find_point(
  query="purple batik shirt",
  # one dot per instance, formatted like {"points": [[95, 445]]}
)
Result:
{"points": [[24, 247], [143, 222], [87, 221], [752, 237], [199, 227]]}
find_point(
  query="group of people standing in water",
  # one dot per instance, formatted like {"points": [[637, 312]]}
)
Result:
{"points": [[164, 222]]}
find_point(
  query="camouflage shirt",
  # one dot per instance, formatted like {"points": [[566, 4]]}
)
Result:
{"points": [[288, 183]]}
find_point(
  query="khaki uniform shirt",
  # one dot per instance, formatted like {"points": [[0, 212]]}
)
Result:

■ ■ ■ ■ ■

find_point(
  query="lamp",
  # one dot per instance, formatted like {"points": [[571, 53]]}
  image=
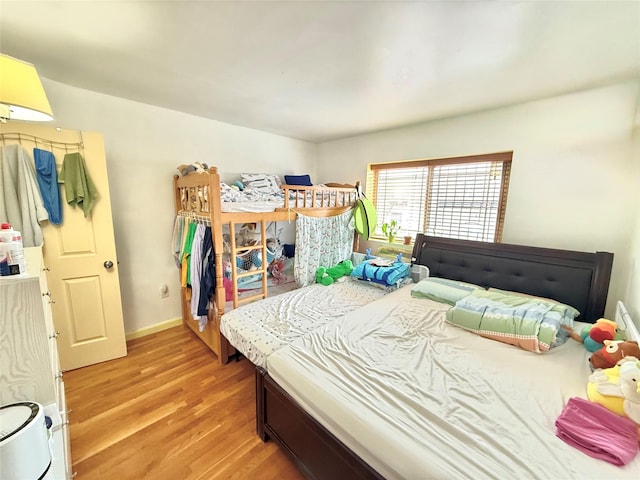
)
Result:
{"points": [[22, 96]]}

■ ■ ■ ■ ■

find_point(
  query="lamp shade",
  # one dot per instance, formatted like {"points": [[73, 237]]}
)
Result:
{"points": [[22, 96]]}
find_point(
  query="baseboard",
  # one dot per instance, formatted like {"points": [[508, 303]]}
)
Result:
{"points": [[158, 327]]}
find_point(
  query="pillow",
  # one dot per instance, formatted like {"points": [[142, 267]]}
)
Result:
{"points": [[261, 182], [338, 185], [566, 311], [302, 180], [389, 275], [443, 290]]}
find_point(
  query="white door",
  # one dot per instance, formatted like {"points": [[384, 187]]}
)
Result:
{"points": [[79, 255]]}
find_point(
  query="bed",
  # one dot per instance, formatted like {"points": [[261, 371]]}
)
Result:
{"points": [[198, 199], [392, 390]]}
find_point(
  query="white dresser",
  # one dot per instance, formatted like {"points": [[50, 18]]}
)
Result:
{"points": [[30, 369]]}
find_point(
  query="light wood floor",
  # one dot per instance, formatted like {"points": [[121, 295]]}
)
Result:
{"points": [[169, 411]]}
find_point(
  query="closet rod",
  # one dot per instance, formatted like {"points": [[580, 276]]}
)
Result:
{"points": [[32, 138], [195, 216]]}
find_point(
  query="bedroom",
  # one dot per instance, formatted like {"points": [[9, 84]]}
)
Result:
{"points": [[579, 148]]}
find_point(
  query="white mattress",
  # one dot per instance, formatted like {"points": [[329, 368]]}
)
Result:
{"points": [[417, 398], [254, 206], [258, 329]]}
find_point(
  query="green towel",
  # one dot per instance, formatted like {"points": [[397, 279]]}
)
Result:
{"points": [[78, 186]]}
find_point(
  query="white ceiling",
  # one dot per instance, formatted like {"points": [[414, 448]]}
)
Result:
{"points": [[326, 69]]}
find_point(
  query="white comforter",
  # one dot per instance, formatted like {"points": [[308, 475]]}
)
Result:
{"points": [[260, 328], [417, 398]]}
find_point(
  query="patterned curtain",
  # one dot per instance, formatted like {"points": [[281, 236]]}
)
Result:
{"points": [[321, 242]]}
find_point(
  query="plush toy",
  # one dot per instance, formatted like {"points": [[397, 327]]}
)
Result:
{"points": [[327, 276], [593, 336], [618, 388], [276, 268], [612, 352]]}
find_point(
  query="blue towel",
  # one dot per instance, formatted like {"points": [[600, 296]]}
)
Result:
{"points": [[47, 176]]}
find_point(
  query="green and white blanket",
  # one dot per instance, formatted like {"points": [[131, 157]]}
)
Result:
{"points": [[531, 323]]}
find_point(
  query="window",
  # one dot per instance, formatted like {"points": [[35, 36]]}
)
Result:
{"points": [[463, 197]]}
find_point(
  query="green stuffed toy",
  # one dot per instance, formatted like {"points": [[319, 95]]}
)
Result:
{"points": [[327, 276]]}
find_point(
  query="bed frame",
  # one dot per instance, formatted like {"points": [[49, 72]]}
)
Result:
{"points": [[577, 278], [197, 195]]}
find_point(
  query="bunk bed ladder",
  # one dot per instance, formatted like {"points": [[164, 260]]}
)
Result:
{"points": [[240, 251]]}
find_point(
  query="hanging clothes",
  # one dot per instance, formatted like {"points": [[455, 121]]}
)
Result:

■ ■ ■ ■ ■

Work item: Every line above that contains the word "shirt" should be reported.

Exercise answer:
  query="purple batik shirt",
  query="camouflage shirt",
  query="khaki uniform shirt",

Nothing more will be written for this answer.